Quoted text
--*--

We begin our ETL process by loading in any packages or libraries we might need throughout the process of importing, cleaning, and manipulating the data, as well as libraries and packages needed to build our visualizations.

In [1]:
import pandas as pd
import requests
import json
import matplotlib.pyplot as plt
import plotly
import plotly.graph_objects as go

Once we have our libraries, we can get the ETL started. First, we need to call our API to get our data from the Census website. Since everyone gets their own unique key, we will save our key as a variable that is inserted into the API url once the url is called.

Since some of our visualizations will use data from individual states, while other visualizations use the country as a whole, we need to make sure we can call the API for both datasets, so we need to make sure we have the proper url for each one. The 'get' keyword followed by an equals sign will tell the API which columns of the dataset we want to call.

In [8]:
key = '8a3df61e848ed09da46d7c9e86eb70fb4c3ec168'

url_state = r'https://api.census.gov/data/2018/abscs?get=GEO_ID,NAME,STATE,NAICS2017,NAICS2017_LABEL,YIBSZFI,YIBSZFI_LABEL,SEX,SEX_LABEL,ETH_GROUP,ETH_GROUP_LABEL,RACE_GROUP,RACE_GROUP_LABEL,VET_GROUP,VET_GROUP_LABEL,EMPSZFI,EMPSZFI_LABEL,YEAR,EMP,EMP_F,PAYANN,PAYANN_F&for=state:*&key=%s' % (key)

url_us = r'https://api.census.gov/data/2018/abscs?get=GEO_ID,NAME,STATE,NAICS2017,NAICS2017_LABEL,YIBSZFI,YIBSZFI_LABEL,SEX,SEX_LABEL,ETH_GROUP,ETH_GROUP_LABEL,RACE_GROUP,RACE_GROUP_LABEL,VET_GROUP,VET_GROUP_LABEL,EMPSZFI,EMPSZFI_LABEL,YEAR,EMP,EMP_F,PAYANN,PAYANN_F&for=us:*&key=%s' % (key)

Once we have our urls created, we can use the 'get' function to call our data, once for the state data and once for the national data.

In [10]:
response_1 = requests.get(url_us)

--*--

Problem set
1: Translate this sentence from the Census ETL walkthrough into Spanish: "Once we have our urls created, we can use the 'get' function to call our data, once for the state data and once for the national data."
2: Write the next part of the Census ETL walkthrough, starting right after its last line of code.
The entries that come next are separate from the Census ETL walkthrough.

--*--

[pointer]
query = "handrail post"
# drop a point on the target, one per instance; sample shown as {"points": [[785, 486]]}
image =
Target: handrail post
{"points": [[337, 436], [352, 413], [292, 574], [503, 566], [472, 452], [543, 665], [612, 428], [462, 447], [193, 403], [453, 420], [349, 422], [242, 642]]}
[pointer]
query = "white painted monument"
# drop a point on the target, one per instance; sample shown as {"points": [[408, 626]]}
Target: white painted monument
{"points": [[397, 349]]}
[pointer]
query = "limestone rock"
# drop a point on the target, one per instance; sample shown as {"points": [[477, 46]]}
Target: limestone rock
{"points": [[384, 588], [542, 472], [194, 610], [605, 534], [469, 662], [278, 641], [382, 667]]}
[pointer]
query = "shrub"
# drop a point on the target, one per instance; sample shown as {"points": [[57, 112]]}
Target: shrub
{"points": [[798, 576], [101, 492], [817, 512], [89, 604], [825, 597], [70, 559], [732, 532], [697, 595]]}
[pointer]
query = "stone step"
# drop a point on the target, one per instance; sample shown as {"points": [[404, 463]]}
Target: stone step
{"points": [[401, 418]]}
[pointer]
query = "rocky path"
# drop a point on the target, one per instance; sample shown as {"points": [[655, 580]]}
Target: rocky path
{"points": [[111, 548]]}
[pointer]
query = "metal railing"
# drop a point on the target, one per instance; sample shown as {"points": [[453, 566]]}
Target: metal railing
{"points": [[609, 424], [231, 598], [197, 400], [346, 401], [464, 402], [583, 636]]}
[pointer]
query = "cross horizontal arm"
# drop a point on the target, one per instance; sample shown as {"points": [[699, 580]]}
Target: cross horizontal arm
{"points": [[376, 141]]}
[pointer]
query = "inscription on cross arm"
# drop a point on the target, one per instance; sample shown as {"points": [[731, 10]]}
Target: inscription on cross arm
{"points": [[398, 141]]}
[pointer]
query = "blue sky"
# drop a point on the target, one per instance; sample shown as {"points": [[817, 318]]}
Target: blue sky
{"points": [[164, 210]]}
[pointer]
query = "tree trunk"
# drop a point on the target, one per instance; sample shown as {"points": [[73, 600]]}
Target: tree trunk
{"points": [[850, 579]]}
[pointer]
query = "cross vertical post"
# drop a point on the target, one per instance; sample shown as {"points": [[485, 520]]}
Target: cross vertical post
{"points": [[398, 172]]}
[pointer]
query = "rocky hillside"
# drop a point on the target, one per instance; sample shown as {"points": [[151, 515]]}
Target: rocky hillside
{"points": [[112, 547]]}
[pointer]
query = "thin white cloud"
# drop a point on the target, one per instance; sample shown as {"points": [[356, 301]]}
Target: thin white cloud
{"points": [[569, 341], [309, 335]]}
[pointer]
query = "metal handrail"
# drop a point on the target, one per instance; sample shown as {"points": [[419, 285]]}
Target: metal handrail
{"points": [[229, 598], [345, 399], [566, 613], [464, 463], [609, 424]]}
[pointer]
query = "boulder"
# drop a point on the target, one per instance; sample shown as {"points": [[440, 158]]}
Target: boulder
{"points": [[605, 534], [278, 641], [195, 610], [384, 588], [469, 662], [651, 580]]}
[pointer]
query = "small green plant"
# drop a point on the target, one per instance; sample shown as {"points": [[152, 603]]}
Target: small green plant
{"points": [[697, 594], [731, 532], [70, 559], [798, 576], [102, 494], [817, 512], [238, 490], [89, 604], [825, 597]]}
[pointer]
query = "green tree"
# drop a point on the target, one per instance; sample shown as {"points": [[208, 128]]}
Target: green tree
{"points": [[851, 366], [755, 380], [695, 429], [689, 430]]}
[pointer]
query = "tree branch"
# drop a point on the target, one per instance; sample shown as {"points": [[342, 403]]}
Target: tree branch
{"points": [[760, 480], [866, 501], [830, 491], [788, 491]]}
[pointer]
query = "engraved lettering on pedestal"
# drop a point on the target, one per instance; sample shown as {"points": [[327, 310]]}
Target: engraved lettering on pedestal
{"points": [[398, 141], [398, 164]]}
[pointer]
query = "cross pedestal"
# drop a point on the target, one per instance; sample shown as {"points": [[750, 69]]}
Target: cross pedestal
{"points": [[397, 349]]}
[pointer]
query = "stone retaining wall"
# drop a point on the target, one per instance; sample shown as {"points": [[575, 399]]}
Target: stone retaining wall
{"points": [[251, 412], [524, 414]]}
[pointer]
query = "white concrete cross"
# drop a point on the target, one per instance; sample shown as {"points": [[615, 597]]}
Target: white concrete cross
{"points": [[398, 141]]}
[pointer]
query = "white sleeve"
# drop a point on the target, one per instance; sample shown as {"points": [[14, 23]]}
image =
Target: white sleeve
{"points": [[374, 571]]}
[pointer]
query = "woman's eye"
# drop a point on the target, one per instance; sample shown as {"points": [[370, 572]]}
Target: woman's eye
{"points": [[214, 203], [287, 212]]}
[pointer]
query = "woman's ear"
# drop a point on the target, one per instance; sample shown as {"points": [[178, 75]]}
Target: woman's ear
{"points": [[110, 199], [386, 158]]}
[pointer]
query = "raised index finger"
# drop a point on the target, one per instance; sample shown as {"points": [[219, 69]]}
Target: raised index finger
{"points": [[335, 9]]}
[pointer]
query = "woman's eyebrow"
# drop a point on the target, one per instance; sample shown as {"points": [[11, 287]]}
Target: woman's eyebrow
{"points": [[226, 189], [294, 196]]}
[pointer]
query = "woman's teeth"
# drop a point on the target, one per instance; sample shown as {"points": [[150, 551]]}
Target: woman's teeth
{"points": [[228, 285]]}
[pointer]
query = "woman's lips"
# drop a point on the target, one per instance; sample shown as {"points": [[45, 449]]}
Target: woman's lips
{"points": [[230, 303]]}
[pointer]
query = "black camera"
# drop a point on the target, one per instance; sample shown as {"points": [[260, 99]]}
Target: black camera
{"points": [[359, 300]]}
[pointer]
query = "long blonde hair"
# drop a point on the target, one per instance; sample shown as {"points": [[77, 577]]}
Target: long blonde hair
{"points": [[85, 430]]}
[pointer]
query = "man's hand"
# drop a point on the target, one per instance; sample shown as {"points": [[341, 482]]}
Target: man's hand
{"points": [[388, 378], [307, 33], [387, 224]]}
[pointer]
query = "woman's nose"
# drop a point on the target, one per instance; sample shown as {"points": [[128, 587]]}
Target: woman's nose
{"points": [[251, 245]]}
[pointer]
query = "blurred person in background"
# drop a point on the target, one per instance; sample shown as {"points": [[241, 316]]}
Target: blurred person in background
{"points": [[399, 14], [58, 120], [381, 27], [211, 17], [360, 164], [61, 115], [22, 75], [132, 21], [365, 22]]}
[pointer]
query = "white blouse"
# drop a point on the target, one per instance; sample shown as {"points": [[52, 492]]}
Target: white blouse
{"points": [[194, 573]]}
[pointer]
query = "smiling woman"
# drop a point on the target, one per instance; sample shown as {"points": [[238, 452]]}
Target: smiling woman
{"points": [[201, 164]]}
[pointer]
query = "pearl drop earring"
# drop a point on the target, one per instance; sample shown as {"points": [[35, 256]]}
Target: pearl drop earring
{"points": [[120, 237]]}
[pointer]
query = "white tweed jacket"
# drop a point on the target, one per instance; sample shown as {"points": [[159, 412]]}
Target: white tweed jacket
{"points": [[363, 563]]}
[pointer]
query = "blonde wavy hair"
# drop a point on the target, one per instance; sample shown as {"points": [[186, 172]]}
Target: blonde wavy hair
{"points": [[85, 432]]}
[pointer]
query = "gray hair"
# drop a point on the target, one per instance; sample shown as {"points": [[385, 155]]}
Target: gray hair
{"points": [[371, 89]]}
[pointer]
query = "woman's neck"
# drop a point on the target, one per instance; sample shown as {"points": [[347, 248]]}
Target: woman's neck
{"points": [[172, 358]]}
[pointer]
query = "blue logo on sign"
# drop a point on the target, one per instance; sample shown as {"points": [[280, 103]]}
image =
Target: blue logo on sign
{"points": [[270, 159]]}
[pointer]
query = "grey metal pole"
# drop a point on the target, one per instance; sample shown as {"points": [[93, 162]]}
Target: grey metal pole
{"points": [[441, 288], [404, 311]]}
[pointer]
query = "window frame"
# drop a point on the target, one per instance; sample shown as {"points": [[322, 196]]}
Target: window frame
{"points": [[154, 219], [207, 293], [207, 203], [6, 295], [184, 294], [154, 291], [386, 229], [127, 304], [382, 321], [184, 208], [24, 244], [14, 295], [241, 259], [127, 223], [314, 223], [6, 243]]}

--*--

Answers given
1: Una vez que hemos creado nuestras URL, podemos usar la función 'get' para solicitar nuestros datos, una vez para los datos estatales y otra para los datos nacionales.

2:
response_2 = requests.get(url_state)

Unnamed: 0,GEO_ID,NAME,STATE,NAICS2017,NAICS2017_LABEL,YIBSZFI,YIBSZFI_LABEL,SEX,SEX_LABEL,ETH_GROUP,...,VET_GROUP,VET_GROUP_LABEL,EMPSZFI,EMPSZFI_LABEL,YEAR,EMP,EMP_F,PAYANN,PAYANN_F,state
1,0400000US28,Mississippi,28,00,Total for all sectors,001,All firms,001,Total,029,...,003,Equally veteran/nonveteran,612,Firms with 1 to 4 employees,2018,0,g,0,S,28
2,0400000US28,Mississippi,28,00,Total for all sectors,001,All firms,001,Total,029,...,003,Equally veteran/nonveteran,620,Firms with 5 to 9 employees,2018,1742,,43830,,28
3,0400000US28,Mississippi,28,00,Total for all sectors,001,All firms,001,Total,029,...,003,Equally veteran/nonveteran,630,Firms with 10 to 19 employees,2018,0,g,0,D,28
4,0400000US28,Mississippi,28,00,Total for all sectors,001,All firms,001,Total,029,...,003,Equally veteran/nonveteran,641,Firms with 20 to 49 employees,2018,0,c,0,D,28
5,0400000US28,Mississippi,28,00,Total for all sectors,001,All firms,001,Total,029,...,003,Equally veteran/nonveteran,642,Firms with 50 to 99 employees,2018,0,h,0,D,28
...,...,...,...,...,...,...,...,...,...,...,...,...,...,...,...,...,...,...,...,...,...
372087,0400000US27,Minnesota,27,55,Management of companies and enterprises,001,All firms,002,Female,001,...,001,Total,001,All firms,2018,820,,55388,,27
372088,0400000US27,Minnesota,27,55,Management of companies and enterprises,001,All firms,002,Female,001,...,001,Total,611,Firms with no employees,2018,0,a,0,D,27
372089,0400000US27,Minnesota,27,55,Management of companies and enterprises,001,All firms,002,Female,001,...,001,Total,642,Firms with 50 to 99 employees,2018,0,b,0,D,27
372090,0400000US27,Minnesota,27,55,Management of companies and enterprises,001,All firms,002,Female,001,...,001,Total,651,Firms with 100 to 249 employees,2018,0,c,0,D,27


The variables 'response_1' and 'response_2' have a multitude of methods saved within them. Our data is stored within the 'text' object as a json file. So, we can call the text method and save that as a new variable.

In [None]:
data_us = response_1.text

data_state = response_2.text

From here, pandas can read the json directly into a pandas DataFrame.

In [None]:
df1 = pd.read_json(data_us)

df1_state = pd.read_json(data_state)

If we look at this json file, the column headers are indexes and the first row of each column is the actual column header values. So, we need to move the first row to be the header.

In [None]:
df1 = df1.rename(columns=df1.iloc[0]).drop(df1.index[0])

df1_state = df1_state.rename(columns=df1_state.iloc[0]).drop(df1_state.index[0])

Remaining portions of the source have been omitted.